━━━━━ Dataset excerpts ━━━━━
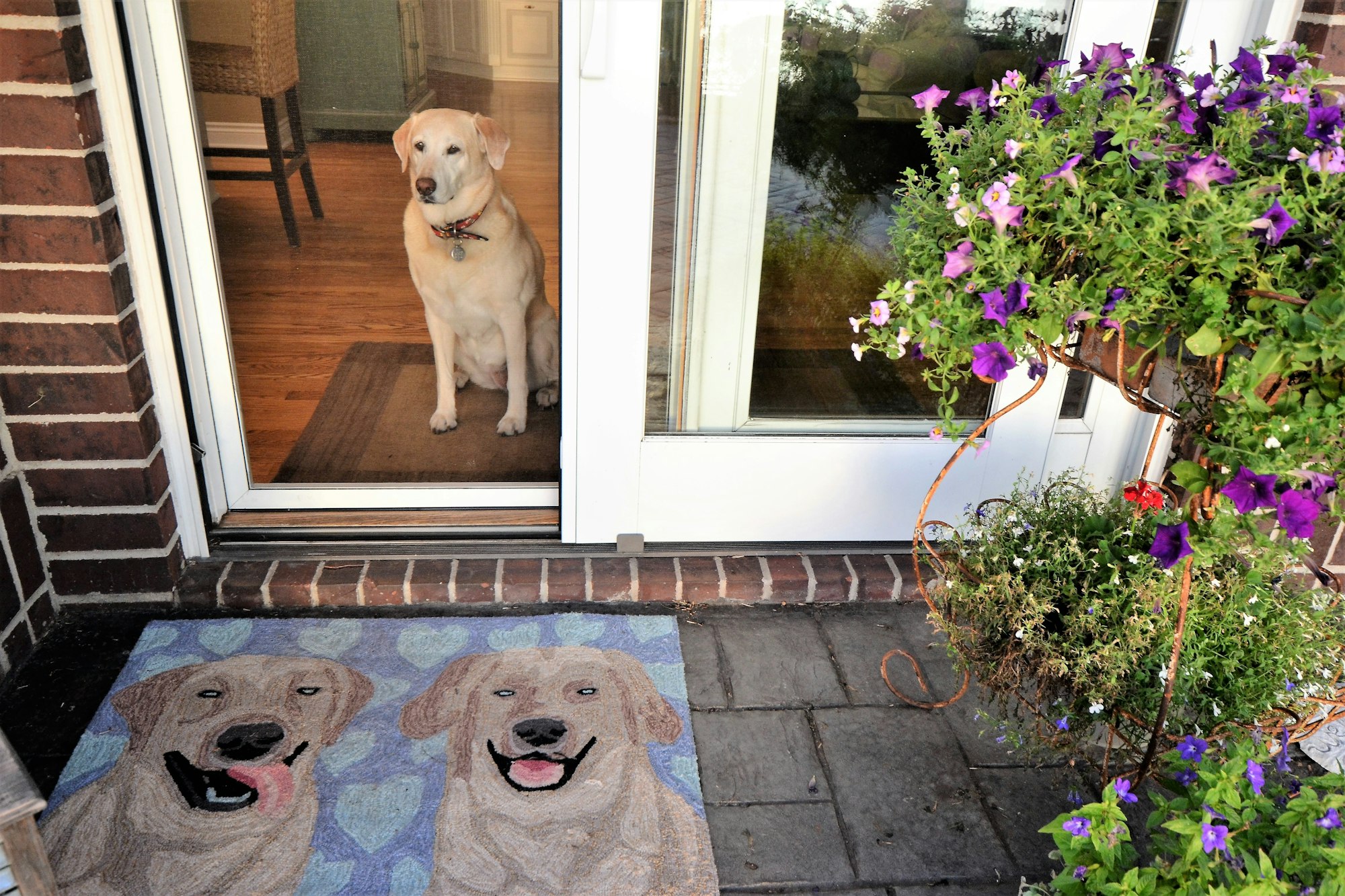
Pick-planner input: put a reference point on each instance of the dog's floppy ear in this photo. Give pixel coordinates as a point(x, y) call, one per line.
point(493, 138)
point(403, 140)
point(449, 701)
point(354, 689)
point(649, 717)
point(143, 702)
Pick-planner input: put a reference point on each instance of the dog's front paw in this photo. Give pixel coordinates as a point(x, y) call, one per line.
point(442, 423)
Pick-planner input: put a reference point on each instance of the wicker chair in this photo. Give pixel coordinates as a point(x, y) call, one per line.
point(267, 69)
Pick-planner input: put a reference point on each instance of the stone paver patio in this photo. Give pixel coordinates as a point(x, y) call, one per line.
point(817, 779)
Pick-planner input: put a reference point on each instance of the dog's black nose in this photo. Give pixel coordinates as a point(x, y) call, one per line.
point(249, 741)
point(540, 732)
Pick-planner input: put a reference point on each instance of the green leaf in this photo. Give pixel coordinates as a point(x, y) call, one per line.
point(1191, 475)
point(1204, 342)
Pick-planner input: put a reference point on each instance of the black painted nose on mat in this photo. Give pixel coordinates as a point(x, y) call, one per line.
point(540, 732)
point(243, 743)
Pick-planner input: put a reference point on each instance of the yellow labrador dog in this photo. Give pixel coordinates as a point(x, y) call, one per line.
point(215, 792)
point(549, 787)
point(477, 267)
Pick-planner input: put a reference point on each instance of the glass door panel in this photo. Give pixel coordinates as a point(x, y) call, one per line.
point(779, 158)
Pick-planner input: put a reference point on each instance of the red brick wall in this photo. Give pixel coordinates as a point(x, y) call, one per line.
point(84, 487)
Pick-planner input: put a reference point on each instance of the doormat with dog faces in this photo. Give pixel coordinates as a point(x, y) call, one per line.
point(469, 755)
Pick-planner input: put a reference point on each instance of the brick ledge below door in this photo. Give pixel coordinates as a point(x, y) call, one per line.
point(794, 579)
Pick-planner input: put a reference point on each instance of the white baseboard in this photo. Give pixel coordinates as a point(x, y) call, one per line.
point(243, 135)
point(493, 73)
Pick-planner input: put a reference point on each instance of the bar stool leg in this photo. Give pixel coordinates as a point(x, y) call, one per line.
point(278, 169)
point(306, 170)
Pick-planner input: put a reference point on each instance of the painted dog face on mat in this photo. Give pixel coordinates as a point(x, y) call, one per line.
point(236, 735)
point(533, 719)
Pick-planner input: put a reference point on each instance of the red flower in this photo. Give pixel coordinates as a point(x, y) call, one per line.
point(1148, 497)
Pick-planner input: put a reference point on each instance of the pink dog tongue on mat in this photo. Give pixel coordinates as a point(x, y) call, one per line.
point(536, 772)
point(274, 783)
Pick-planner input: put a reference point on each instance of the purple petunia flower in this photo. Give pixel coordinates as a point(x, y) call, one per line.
point(1249, 67)
point(1199, 173)
point(974, 99)
point(1004, 217)
point(992, 361)
point(1171, 544)
point(1078, 825)
point(996, 307)
point(1075, 321)
point(1277, 224)
point(1324, 123)
point(1256, 775)
point(1102, 143)
point(1187, 776)
point(1046, 108)
point(930, 99)
point(1319, 483)
point(1297, 513)
point(1245, 99)
point(1280, 65)
point(1250, 491)
point(1105, 56)
point(1043, 69)
point(1198, 120)
point(1066, 171)
point(1214, 837)
point(1192, 748)
point(958, 261)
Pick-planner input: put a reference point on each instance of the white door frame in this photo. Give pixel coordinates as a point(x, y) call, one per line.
point(158, 48)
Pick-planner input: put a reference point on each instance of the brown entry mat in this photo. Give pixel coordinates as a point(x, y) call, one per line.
point(373, 425)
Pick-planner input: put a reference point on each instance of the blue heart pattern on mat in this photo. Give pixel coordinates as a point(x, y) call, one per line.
point(426, 646)
point(323, 877)
point(431, 748)
point(349, 749)
point(516, 638)
point(227, 638)
point(670, 678)
point(163, 662)
point(92, 754)
point(410, 879)
point(154, 638)
point(579, 628)
point(646, 628)
point(375, 814)
point(333, 639)
point(387, 689)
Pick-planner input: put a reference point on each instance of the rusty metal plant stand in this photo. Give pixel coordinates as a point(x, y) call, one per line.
point(1202, 505)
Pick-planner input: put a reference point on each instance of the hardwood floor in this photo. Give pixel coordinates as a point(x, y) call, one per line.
point(294, 313)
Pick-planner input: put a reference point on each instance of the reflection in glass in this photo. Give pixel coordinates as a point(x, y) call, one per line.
point(845, 130)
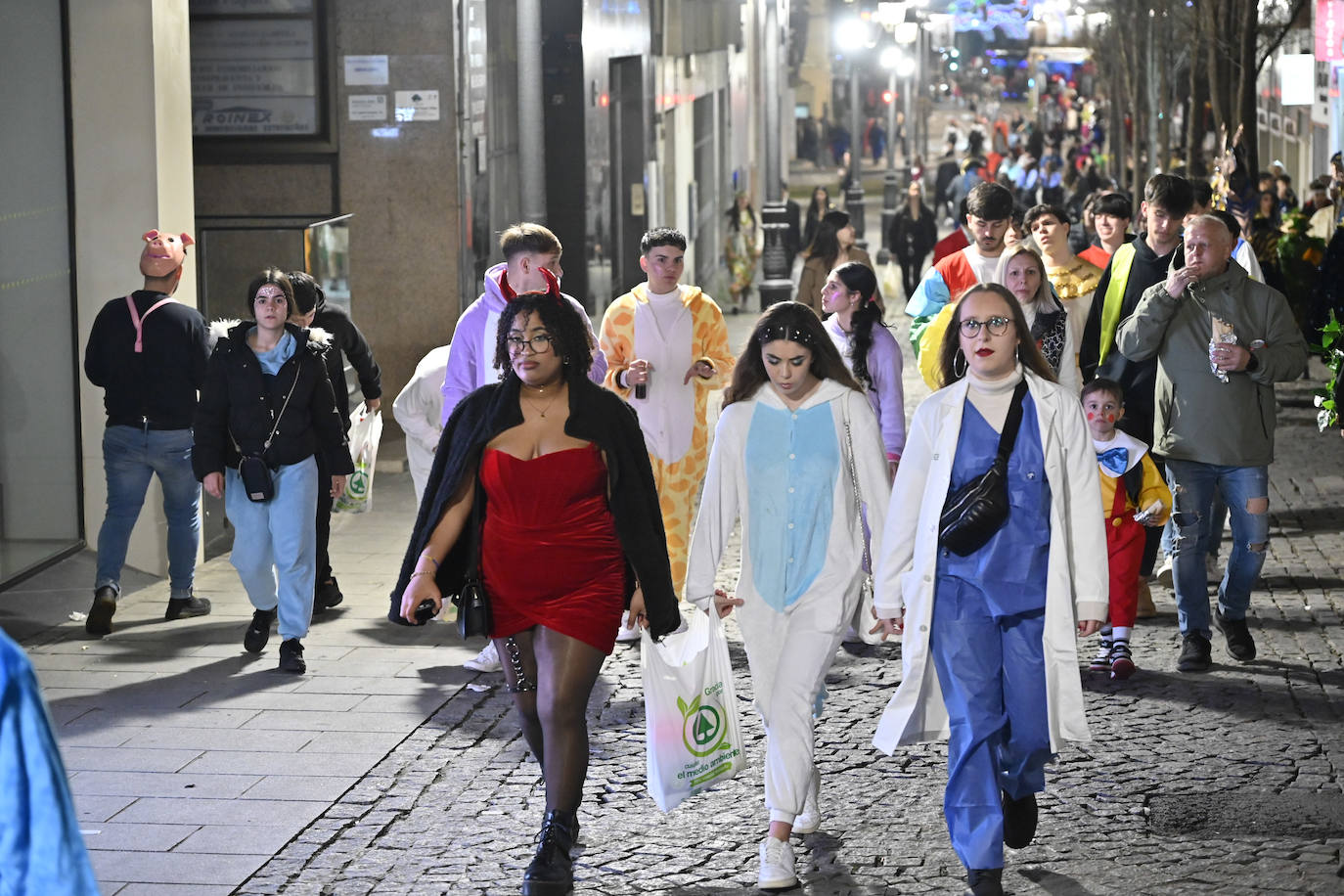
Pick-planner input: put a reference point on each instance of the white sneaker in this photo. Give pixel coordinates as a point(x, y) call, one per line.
━━━━━
## Given exercise
Copy out all of the material above word for word, leaving out the pictures.

## Final result
Pick-planner input: put a reference point on each instance of the dog's floppy ear in this photo. Give pixel coordinates as a point(x, y) call, one per line.
point(493, 138)
point(403, 140)
point(449, 701)
point(354, 689)
point(649, 717)
point(143, 702)
Pick-planner input: put a reference point on each instance of the dog's front paw in this photo. Give pixel coordinates as a point(x, y) call, one per line.
point(442, 423)
Pick-planner input: put a reference point on each instance of the wicker chair in this photo. Give pixel coordinates as a point(x, y) call, one per line.
point(267, 69)
Pick-planner input: put a reference point on each instance of the stone paver patio in this photo. Give pixel coordinates as a point(x, y) call, one per line.
point(817, 779)
Pick-planner input: put a reference point on each instance of the dog's black nose in this photo. Give pixel coordinates as a point(x, y) call, one per line.
point(249, 741)
point(540, 732)
Pick-planner input: put a reference point on each instance of the green leaf in this photo. Give pixel coordinates as a point(x, y) call, one per line.
point(1191, 475)
point(1204, 342)
Pick-planner input: put a reference point on each instance of the black painted nose on mat in this photo. Give pixel coordinates as a point(x, y) call, one per line.
point(540, 732)
point(243, 743)
Pick-planner input: put a reference point on each instance of the yellow labrador dog in this photo. Give pixel coordinates as a point(x, y) call, one per line.
point(215, 792)
point(549, 787)
point(477, 267)
Pick-planner input: put a reference point on each instance of the glass door panel in this photo. Give pixel coordinates as a point(x, y) call, one per line.
point(779, 158)
Pick-planner input: put a reference point on each instance of the red brick wall in this photo. Give pixel coordinates as a point(x, y) call, one per line.
point(84, 487)
Pick-planner input: put a reference point on each instance of the doormat with dog faces in this photo. Give pixel coordinates as a point(x, y) call, one per line.
point(469, 755)
Pick-planner input: put a reference point on each instance of the brick ledge below door in this photo. Give pixel coordinates as a point(x, y) call, one per line.
point(794, 579)
Pick-planner input: put a reference point on each instance of the white baseboard in this photo. Give pixel coordinates as a point(x, y) call, one per line.
point(243, 135)
point(493, 73)
Pick-planner input: put a reference point on each instance of the bar stool leg in this photo. Give pixel coordinates as a point(x, y) call, one per line.
point(278, 169)
point(306, 170)
Pick-planner input: put a reference point on each instance of the painted dog face on mat in this photo. Give pixel coordinates as a point(x, y) call, one per line.
point(236, 735)
point(533, 719)
Pick-planner input: put a reference point on each instance of the red flower in this photo. Give pixel coordinates as a point(x, y) call, one per line.
point(1148, 497)
Pick-planner input: put a reference point on each instance of the pink dog tongue on mat in this photo. Give pixel coordinates as a point(x, y) call, one per line.
point(536, 772)
point(274, 783)
Pick-planner input: put a reference point on each instance of the purple petunia flower in this photo. Give pixel coordinates as a point(x, y) call, one per line.
point(1249, 67)
point(1199, 173)
point(974, 99)
point(1004, 217)
point(992, 361)
point(1171, 544)
point(1078, 825)
point(996, 307)
point(1075, 321)
point(1277, 224)
point(1324, 123)
point(1256, 775)
point(1102, 143)
point(1187, 776)
point(1046, 108)
point(930, 99)
point(1319, 483)
point(1297, 513)
point(1245, 99)
point(1280, 65)
point(1250, 491)
point(1105, 56)
point(1043, 69)
point(1198, 120)
point(1066, 171)
point(1214, 837)
point(1192, 748)
point(958, 261)
Pick-planner input: put a reference point on each instance of the white door frame in this photo. Give pixel coordinates as a point(x, y) call, one per line.
point(158, 48)
Pick-planner input: put a reference point on each instance of the brown entry mat in this photo. Give pixel coordinates as a point(x, y) call, one per line.
point(373, 425)
Pick-planner input: put a reference point on each instance of the blue heart pattern on mat in this photo. Give pixel coordinates as a point(x, y) call, one per line.
point(426, 646)
point(323, 877)
point(431, 748)
point(349, 749)
point(516, 638)
point(227, 638)
point(670, 678)
point(163, 662)
point(92, 754)
point(410, 879)
point(154, 638)
point(579, 628)
point(646, 628)
point(375, 814)
point(333, 639)
point(387, 689)
Pick-planner input: put a reference point on each instance of the rusty metal plant stand in this photo. Give pixel coordinates as a point(x, y) call, one per line.
point(1202, 505)
Pick-planner input: put a reference point on each instance of the hardwood floor in this photo. Give pixel coordinates as a point(x, y) call, one per line.
point(294, 313)
Pick-planner input: put a reference point on each instance of the reflection in glass in this photo. Give pixel coordinates as a point(x, y) call, one per line.
point(845, 130)
Pick-planner input: put a reference point on each instance of the white sneaker in this photo. Give pixel coordinates as a point(x, y) call, one per line.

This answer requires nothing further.